§ DATASET ENTRIES
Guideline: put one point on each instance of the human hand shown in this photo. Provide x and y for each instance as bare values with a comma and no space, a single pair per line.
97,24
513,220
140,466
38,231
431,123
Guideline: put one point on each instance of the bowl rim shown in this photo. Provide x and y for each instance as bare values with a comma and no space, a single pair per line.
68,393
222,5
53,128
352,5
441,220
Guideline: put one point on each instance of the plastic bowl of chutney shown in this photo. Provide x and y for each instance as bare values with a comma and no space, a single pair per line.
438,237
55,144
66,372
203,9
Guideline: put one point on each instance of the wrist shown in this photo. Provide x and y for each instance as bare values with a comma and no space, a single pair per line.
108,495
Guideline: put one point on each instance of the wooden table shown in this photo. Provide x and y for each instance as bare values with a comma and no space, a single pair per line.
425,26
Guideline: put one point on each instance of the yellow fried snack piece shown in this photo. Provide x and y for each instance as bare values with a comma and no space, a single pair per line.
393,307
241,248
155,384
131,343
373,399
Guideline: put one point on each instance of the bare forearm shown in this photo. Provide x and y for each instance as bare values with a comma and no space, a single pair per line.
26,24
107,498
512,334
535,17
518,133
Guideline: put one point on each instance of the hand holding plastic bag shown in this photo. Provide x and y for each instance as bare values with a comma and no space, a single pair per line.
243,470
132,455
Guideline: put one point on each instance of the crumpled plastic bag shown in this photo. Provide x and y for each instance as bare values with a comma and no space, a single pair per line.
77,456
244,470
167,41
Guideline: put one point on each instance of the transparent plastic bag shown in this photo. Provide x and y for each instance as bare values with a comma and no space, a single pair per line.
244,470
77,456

§ WHAT THIS TASK INVOLVES
Copy the listing above word for word, from the line containing "Guideline: put one point on each instance of the transparent" through the end of the listing.

§ RESPONSE FOR THIS EXERCISE
Guideline: put one point on each instance of the transparent plastic bag shown in this photo. Provide x and y for each instance as bare values with a comma and no space, a single pair per line.
244,470
77,456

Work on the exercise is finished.